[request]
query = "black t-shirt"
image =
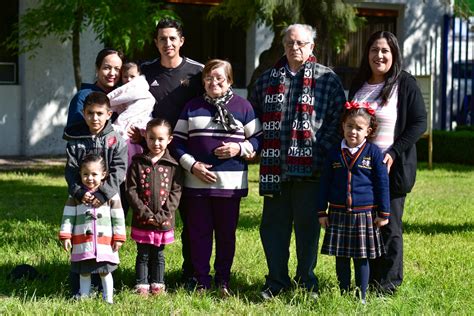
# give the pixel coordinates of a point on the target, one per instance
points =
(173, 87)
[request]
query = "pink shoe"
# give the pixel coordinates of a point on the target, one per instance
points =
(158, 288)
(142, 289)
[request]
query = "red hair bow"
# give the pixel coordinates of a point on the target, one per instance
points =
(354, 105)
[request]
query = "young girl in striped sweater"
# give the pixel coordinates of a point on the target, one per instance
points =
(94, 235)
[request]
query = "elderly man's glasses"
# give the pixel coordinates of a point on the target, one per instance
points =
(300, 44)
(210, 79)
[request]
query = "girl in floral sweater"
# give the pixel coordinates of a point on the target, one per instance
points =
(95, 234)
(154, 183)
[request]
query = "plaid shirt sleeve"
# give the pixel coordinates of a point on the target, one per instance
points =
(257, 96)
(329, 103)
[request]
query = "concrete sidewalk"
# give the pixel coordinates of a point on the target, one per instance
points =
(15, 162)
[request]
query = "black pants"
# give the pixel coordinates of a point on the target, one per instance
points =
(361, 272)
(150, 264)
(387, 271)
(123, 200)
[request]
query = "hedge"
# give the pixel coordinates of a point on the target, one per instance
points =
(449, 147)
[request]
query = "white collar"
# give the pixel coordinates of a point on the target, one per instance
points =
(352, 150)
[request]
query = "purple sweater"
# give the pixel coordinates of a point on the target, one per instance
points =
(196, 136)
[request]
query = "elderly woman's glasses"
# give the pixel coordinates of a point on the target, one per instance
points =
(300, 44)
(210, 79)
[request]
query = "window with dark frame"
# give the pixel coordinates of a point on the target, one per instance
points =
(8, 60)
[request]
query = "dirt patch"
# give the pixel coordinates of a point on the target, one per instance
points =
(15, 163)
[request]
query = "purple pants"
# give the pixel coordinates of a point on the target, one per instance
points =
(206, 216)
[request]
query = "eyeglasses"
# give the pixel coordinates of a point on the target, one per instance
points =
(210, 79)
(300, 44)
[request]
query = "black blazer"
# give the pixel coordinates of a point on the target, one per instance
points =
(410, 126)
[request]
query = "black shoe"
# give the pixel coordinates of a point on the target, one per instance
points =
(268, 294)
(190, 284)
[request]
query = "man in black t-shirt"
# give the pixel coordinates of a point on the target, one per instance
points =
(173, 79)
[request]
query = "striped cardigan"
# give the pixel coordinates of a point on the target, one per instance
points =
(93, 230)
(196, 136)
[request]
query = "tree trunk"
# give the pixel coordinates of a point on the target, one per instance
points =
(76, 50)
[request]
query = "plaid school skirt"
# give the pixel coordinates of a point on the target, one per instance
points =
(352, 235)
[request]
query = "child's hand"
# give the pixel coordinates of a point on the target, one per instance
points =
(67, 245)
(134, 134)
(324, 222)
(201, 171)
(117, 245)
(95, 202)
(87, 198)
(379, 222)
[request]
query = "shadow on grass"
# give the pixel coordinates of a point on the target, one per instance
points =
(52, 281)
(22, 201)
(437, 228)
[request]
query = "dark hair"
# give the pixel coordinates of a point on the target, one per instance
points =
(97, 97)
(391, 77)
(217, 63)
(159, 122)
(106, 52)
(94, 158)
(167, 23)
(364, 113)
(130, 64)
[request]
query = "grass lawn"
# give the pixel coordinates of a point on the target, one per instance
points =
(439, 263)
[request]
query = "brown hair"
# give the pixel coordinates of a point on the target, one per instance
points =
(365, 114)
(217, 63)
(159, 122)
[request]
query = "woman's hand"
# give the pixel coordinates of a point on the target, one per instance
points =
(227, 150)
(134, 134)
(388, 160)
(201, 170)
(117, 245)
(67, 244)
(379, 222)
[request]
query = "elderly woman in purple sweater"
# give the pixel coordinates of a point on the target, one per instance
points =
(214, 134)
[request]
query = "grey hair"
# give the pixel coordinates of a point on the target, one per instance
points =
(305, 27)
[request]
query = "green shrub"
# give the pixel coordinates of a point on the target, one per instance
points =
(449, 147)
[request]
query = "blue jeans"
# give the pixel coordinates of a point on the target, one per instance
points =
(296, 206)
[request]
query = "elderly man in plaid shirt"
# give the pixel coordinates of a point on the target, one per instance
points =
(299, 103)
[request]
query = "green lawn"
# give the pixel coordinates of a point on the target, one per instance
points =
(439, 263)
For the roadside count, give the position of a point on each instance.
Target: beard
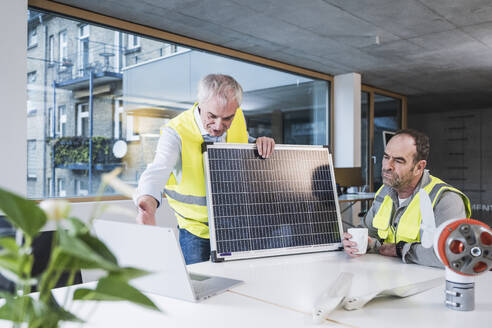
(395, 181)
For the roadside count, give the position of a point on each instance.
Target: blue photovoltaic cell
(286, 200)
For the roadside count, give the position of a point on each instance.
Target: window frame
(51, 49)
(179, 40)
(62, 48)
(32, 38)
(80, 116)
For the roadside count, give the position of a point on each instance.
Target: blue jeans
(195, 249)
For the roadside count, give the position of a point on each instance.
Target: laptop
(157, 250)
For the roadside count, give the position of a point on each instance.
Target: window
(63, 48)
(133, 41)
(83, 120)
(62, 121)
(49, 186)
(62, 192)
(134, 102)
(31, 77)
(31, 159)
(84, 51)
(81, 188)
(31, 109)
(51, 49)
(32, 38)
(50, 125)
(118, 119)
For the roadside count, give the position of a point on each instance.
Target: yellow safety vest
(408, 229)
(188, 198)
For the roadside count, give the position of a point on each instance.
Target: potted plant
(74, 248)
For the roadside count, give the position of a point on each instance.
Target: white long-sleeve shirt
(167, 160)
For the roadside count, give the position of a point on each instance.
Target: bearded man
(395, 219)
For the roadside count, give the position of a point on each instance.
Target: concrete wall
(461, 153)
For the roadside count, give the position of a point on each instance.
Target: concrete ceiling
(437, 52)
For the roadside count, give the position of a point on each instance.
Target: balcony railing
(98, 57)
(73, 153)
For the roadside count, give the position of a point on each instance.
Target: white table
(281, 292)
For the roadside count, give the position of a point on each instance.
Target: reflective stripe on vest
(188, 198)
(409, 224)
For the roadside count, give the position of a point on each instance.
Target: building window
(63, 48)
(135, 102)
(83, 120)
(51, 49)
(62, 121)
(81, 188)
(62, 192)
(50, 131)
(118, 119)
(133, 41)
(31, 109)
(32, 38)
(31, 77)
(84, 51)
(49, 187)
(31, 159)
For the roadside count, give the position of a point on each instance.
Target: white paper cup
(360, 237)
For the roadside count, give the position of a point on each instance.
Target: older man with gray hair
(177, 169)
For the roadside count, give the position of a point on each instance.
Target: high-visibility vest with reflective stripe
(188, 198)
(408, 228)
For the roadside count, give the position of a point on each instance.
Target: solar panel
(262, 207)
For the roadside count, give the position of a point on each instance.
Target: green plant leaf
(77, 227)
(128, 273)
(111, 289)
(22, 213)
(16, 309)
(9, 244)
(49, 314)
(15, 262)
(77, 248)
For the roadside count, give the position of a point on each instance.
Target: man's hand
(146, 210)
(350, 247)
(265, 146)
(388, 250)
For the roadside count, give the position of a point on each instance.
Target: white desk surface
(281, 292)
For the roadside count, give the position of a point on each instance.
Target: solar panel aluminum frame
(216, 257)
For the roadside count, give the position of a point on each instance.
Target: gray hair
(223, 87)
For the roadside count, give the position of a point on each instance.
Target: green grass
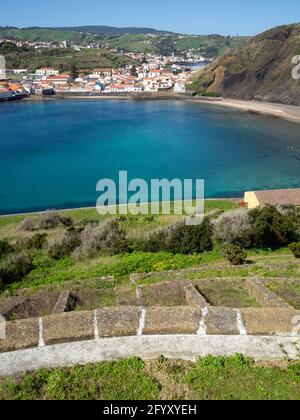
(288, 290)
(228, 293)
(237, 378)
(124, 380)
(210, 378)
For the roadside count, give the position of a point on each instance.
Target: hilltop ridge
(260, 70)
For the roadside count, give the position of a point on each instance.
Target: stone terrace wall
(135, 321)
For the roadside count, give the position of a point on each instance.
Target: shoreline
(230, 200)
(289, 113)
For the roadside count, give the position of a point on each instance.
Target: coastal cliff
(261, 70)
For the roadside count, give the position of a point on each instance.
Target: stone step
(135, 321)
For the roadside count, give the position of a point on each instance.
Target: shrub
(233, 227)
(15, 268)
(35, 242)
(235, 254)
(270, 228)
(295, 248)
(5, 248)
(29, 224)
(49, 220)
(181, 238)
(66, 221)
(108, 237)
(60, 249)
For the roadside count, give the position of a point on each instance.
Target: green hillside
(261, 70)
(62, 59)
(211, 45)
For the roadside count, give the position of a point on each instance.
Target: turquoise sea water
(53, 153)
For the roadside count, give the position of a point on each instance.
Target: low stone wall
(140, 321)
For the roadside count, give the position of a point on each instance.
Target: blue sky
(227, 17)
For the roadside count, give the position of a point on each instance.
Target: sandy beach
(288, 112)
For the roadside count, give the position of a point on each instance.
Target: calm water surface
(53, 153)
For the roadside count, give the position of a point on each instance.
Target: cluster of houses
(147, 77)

************

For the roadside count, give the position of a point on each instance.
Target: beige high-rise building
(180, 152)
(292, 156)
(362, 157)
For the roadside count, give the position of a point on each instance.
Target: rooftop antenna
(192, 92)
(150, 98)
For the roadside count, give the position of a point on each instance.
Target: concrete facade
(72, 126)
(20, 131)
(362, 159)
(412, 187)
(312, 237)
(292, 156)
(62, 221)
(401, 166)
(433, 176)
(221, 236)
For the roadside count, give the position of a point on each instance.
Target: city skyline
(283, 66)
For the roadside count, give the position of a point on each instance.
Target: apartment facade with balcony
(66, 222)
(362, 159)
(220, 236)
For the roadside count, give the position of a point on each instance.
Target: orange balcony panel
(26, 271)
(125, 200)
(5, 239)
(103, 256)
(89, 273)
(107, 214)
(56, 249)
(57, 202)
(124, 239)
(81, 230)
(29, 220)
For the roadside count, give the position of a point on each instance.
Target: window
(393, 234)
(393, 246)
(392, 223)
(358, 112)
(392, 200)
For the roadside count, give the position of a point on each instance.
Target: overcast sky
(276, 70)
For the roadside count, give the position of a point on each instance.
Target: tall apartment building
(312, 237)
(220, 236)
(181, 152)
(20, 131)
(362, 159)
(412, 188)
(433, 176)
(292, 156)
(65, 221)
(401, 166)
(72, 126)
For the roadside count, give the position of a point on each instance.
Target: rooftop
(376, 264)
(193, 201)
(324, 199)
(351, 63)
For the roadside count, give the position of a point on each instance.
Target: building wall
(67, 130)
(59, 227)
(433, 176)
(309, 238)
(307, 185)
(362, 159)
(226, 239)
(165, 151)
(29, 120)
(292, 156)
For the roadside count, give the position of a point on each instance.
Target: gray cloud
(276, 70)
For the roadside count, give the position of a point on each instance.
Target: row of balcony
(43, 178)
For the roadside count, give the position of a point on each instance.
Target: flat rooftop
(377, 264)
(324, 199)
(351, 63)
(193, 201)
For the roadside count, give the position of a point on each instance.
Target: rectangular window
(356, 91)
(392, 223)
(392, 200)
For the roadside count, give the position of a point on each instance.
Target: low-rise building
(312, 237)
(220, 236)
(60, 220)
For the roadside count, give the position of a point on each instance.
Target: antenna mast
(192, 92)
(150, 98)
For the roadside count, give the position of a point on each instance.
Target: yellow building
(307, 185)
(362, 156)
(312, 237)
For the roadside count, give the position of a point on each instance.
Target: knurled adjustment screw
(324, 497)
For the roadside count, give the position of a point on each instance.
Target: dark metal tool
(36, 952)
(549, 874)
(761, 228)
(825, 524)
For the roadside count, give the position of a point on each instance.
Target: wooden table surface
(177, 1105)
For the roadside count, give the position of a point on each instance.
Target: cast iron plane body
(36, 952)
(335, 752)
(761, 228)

************

## WHAT YOU NEED TO DO
Scan the entries and show every line in which the word "plaid" is found.

## SOLUTION TO THIS EXERCISE
query = "plaid shirt sleeve"
query = "plaid school skirt"
query = "elderly man in plaid shirt"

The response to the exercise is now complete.